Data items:
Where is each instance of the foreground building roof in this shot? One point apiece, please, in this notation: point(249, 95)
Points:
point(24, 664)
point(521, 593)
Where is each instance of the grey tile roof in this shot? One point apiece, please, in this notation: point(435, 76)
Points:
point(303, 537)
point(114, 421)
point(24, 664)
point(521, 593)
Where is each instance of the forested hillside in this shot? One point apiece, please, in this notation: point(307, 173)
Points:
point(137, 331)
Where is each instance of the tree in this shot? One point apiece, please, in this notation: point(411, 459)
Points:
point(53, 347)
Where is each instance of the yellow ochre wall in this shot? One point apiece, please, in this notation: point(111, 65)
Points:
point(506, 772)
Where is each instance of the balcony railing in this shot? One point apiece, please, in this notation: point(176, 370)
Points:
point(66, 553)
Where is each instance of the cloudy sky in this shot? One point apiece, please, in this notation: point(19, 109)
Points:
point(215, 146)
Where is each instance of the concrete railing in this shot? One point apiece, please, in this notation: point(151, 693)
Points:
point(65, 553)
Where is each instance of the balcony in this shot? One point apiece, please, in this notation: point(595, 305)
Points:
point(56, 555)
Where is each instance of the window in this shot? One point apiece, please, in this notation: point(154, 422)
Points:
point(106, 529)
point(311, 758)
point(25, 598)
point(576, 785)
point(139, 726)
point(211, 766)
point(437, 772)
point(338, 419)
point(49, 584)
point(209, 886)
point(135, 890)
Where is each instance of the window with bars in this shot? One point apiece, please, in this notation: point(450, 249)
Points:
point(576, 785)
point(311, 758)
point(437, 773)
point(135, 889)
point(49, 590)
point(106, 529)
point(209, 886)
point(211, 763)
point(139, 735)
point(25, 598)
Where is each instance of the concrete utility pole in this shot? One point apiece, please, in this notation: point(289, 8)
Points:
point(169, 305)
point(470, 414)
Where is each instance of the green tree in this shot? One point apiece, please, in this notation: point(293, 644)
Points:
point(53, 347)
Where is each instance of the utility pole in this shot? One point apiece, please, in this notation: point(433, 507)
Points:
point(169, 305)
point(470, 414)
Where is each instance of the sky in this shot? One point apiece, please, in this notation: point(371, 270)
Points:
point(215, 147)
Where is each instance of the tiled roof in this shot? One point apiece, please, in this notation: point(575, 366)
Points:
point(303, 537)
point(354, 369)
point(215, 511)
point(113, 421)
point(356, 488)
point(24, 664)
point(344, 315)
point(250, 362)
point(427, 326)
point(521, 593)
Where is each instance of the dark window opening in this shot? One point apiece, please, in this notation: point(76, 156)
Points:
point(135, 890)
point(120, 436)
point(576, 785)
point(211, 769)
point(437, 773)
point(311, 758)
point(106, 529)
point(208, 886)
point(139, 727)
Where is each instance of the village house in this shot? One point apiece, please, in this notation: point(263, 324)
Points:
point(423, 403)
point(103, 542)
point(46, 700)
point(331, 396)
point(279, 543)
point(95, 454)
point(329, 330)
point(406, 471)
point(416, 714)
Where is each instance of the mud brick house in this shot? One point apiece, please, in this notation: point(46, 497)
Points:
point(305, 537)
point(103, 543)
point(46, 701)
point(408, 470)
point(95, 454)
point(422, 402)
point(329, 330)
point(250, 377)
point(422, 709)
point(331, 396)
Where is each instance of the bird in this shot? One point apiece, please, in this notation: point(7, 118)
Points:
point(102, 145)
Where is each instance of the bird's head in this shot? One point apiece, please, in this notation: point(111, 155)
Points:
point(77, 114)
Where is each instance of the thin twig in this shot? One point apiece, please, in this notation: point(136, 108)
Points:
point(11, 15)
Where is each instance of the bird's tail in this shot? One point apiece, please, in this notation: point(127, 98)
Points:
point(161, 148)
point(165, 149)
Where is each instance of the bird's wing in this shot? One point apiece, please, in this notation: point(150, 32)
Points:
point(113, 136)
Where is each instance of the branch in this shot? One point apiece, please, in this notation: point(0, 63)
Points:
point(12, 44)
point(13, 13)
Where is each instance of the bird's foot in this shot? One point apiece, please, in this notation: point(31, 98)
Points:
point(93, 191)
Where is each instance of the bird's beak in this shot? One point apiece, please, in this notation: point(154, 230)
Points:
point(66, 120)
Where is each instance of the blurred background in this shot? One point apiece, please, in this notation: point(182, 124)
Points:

## What to produce
Type the material above out again, exactly.

## Output below
Where is each instance of the foreground building roof in this shot? One point apiece, please, in this notation: point(249, 95)
Points:
point(24, 664)
point(521, 593)
Where is each instance of the grey tile roof in this shot? One point apiece, please, in this notation: point(435, 76)
Points:
point(303, 537)
point(114, 421)
point(24, 664)
point(521, 593)
Where is each instance of the forested hillside in this shot? One point apiece, please, in this notation: point(307, 173)
Points:
point(137, 331)
Where is each instance of the tree in this shot? One point apiece, please, in this notation: point(411, 459)
Points:
point(53, 347)
Where is each instance of the yellow ochre wall in this shot? One point apiece, please, in this notation: point(111, 65)
Points:
point(506, 772)
Where is each instance of the balcony railing in this shot? One point apiece, please, in this notation: point(176, 370)
Points:
point(66, 553)
Where is each instance of the cloudy sky in this shot? One point apiece, please, in this notation: point(19, 109)
Points:
point(215, 146)
Where is each instance of the concrete railing in this shot? One point apiece, please, in this notation: point(151, 693)
Points:
point(65, 553)
Where is each instance of the balcony in this shot? One point apiece, please, in this notation: point(595, 305)
Points:
point(56, 555)
Where is each instance of the window in this shot? One point apiece, please, in this notation: point(154, 422)
Points:
point(106, 529)
point(311, 758)
point(25, 598)
point(576, 785)
point(139, 726)
point(211, 766)
point(437, 772)
point(338, 419)
point(49, 584)
point(209, 886)
point(135, 890)
Where is each instance of the window with bars in this shot? One point apiece, please, in this notation: point(450, 249)
Points:
point(576, 785)
point(311, 758)
point(437, 773)
point(135, 889)
point(49, 590)
point(106, 529)
point(209, 886)
point(211, 763)
point(139, 735)
point(25, 598)
Where is each instance of the concrete utility pole in this shot? One point apiece, please, in this notation: point(289, 8)
Points:
point(169, 305)
point(470, 414)
Where is each instance of the green tree in this shot? One point apiece, please, in this notation: point(293, 644)
Points:
point(53, 347)
Where is each instance of the utility pole in this shot? One point apiece, please, in this notation: point(433, 507)
Points:
point(169, 305)
point(470, 414)
Where is each instance of the sky in this shot? One point apiece, please, in this notation: point(371, 270)
Points:
point(215, 147)
Where is each instance of the tiled roof in this shot? One point apiece, please, in this notation: point(575, 366)
Points:
point(303, 537)
point(354, 369)
point(215, 511)
point(113, 421)
point(356, 488)
point(24, 664)
point(344, 315)
point(250, 362)
point(427, 326)
point(521, 593)
Where is each instance of the dark window opening in this shot? One point apiece, please, in this notation: point(76, 156)
Points:
point(135, 890)
point(120, 436)
point(576, 785)
point(211, 769)
point(437, 773)
point(311, 758)
point(106, 529)
point(208, 886)
point(139, 727)
Where is each instance of the village house in this shot? One point apiece, please, in this notation: point(263, 324)
Points:
point(423, 403)
point(103, 542)
point(46, 700)
point(331, 396)
point(279, 543)
point(95, 454)
point(329, 330)
point(406, 471)
point(416, 714)
Where is each instance of the mud brick house in this shot? One point apiece, please, in this notation: point(46, 497)
Points:
point(305, 537)
point(103, 543)
point(46, 701)
point(408, 470)
point(95, 454)
point(422, 402)
point(329, 330)
point(250, 377)
point(422, 709)
point(331, 396)
Where is each instance of the bird in this shot? One point apiece, please, in this notation: point(7, 118)
Points:
point(102, 145)
Where is each instance of the bird's head in this shot? One point apiece, please, in this notation: point(111, 155)
Points:
point(77, 114)
Where is each instance of the thin twig in this shot? One point apiece, please, in this notation: point(136, 108)
Points:
point(11, 15)
Where is each instance of the bird's tail in this shot? One point apiece, please, in this notation: point(127, 98)
Points:
point(161, 148)
point(165, 149)
Where is each instance of the bird's wing in this shot? One point apiece, please, in this notation: point(150, 32)
Points:
point(113, 136)
Where is each instance of the branch in this shot? One point apiece, please, in this notation: point(0, 63)
Points:
point(12, 44)
point(13, 13)
Where is each instance of the bird's foot in this shot? One point apiece, please, in this notation: point(31, 98)
Points:
point(93, 191)
Where is each instance of the bird's beak in this shot? One point apiece, please, in this notation: point(154, 230)
Points:
point(66, 120)
Where is each instance of the blurred background in this shot? One point apiece, please, in this notation: point(182, 124)
Points:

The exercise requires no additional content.